[BEGIN]
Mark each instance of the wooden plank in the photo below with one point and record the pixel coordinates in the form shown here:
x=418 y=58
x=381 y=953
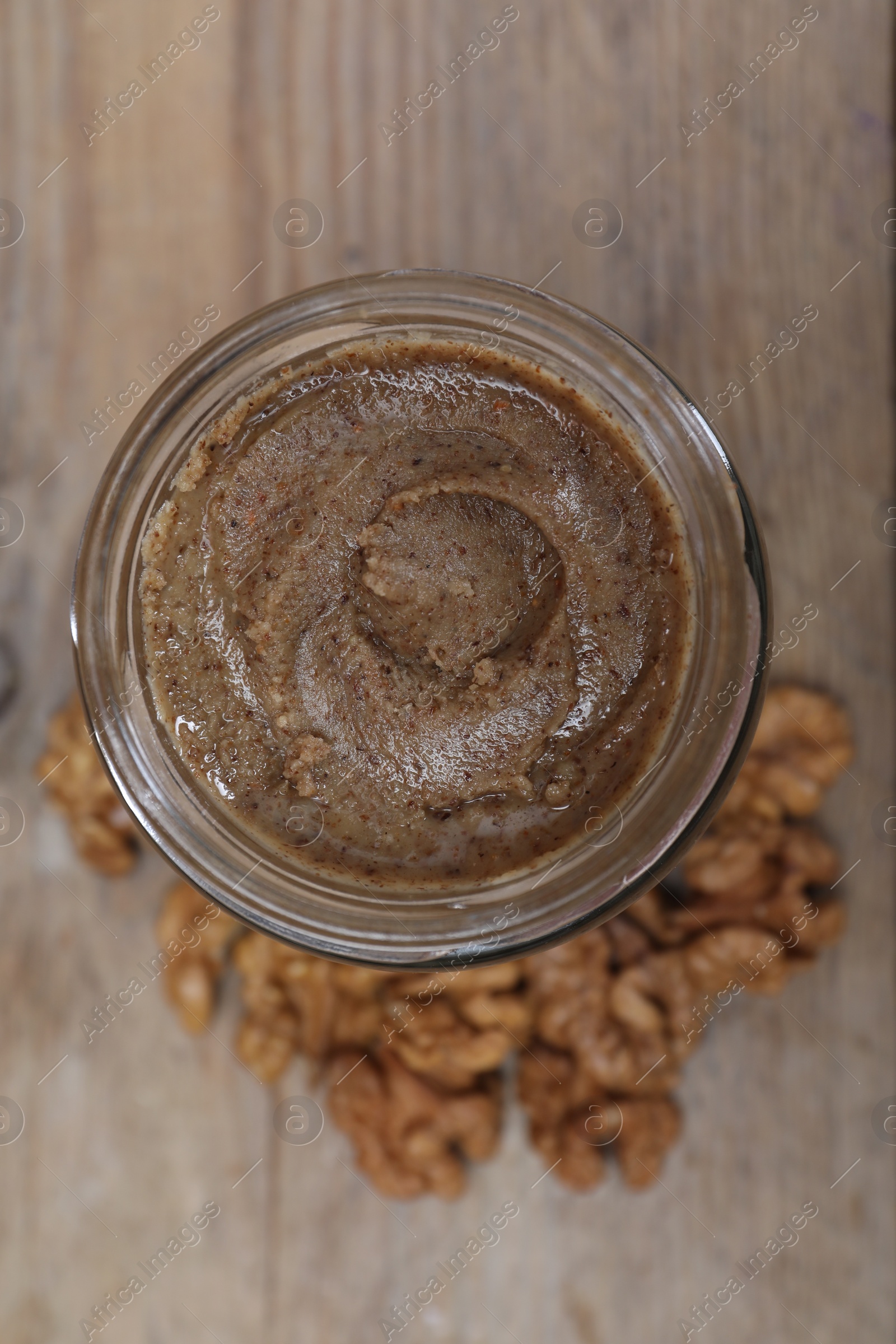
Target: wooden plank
x=726 y=241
[END]
» Exercise brief: Rewrite all the items above, changing "wooden plank" to "timber board" and keeping everything else unchanged. Leave the pictures out.

» Reply:
Mark each instance of the timber board in the photo below with one point and record the pixel coordinates in the form shown here:
x=418 y=58
x=381 y=953
Target: timber board
x=726 y=241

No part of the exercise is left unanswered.